OBJECTIVE: Pull out each line in the items below that contains the string "tile". Uppercase and lowercase letters count as different when matching.
★ ★ ★ ★ ★
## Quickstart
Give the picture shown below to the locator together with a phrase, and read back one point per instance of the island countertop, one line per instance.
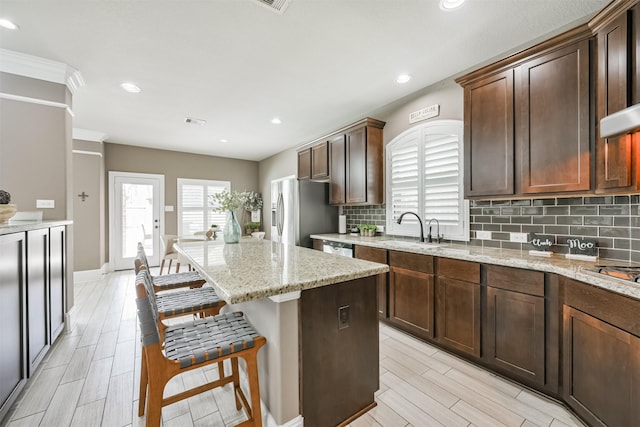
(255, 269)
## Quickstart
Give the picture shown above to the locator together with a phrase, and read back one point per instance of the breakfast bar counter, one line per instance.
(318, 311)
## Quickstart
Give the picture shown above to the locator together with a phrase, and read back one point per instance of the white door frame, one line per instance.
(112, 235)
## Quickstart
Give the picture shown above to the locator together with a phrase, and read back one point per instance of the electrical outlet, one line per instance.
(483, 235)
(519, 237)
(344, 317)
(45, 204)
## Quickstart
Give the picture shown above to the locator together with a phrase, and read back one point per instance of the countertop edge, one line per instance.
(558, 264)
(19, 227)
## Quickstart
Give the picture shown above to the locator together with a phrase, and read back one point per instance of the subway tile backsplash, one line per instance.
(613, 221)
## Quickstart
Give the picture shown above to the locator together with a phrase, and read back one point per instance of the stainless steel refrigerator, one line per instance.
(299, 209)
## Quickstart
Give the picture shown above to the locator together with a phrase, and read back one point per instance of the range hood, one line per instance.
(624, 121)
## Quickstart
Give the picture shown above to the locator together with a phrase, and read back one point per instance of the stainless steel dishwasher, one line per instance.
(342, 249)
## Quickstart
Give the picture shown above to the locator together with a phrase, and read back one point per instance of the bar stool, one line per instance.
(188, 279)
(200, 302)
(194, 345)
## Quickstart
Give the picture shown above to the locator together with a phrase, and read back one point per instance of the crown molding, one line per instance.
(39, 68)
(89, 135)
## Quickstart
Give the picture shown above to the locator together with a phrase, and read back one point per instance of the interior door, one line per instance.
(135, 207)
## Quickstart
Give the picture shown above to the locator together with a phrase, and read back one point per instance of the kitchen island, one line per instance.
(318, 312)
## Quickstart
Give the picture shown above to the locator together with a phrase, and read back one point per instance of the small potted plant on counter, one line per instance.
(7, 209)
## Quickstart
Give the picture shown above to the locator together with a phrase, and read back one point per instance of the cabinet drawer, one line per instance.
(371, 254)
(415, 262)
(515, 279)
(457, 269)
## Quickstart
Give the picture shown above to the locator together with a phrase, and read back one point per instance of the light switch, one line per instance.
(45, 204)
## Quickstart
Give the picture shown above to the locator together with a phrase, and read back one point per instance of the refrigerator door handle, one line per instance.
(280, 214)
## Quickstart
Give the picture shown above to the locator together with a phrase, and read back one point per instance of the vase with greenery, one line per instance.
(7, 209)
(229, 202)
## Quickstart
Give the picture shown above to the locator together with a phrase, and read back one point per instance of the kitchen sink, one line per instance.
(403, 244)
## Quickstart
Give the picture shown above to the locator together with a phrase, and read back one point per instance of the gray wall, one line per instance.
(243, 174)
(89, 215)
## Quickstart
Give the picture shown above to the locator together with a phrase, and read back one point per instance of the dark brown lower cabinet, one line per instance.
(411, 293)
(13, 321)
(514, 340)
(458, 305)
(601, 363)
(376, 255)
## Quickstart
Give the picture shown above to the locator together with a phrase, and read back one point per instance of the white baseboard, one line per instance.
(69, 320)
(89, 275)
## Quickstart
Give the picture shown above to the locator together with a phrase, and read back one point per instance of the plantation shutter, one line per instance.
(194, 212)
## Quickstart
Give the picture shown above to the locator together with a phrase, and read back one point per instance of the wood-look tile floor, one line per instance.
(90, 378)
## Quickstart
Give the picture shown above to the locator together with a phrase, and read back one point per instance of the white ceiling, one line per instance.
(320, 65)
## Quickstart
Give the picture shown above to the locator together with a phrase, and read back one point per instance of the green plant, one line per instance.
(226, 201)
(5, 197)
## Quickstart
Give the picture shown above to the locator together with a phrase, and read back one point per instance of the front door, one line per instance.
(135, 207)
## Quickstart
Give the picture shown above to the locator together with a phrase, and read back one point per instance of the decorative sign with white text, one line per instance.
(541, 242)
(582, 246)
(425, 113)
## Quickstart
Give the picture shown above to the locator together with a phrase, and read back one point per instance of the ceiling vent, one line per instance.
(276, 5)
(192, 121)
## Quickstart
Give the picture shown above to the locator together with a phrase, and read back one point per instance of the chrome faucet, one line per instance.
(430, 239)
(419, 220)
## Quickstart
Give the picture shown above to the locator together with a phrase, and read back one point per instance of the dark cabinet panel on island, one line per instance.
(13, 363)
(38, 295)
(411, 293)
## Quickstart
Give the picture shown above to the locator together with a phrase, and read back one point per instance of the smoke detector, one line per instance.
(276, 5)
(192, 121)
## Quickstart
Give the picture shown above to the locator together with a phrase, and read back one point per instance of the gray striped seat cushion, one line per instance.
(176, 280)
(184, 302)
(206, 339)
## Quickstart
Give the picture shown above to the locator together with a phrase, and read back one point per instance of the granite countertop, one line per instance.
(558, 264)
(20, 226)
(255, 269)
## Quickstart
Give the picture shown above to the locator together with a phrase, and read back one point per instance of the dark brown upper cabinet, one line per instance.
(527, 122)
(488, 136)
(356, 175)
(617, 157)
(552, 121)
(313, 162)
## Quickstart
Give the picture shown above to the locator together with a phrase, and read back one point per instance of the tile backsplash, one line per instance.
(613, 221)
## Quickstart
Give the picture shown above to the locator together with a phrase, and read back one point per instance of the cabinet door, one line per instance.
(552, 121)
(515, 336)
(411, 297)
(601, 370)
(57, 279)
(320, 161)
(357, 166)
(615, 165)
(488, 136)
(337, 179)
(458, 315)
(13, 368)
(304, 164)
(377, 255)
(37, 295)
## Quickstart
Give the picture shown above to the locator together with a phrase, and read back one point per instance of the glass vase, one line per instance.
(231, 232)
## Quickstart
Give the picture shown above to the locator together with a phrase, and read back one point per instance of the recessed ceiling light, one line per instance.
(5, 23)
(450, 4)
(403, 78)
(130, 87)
★ ★ ★ ★ ★
FULL RESPONSE:
Give the picture shown above to the locator together with a phrase, and read back one point per instance of the subway tile backsplash, one line per instance.
Give the picture shown above to the locator together with a phrase, and read back one point per instance of the wood-look tile floor, one line per instance.
Give the picture shown above to the locator together with a phrase, and read back one point per instance of the tile backsplash, one line per instance.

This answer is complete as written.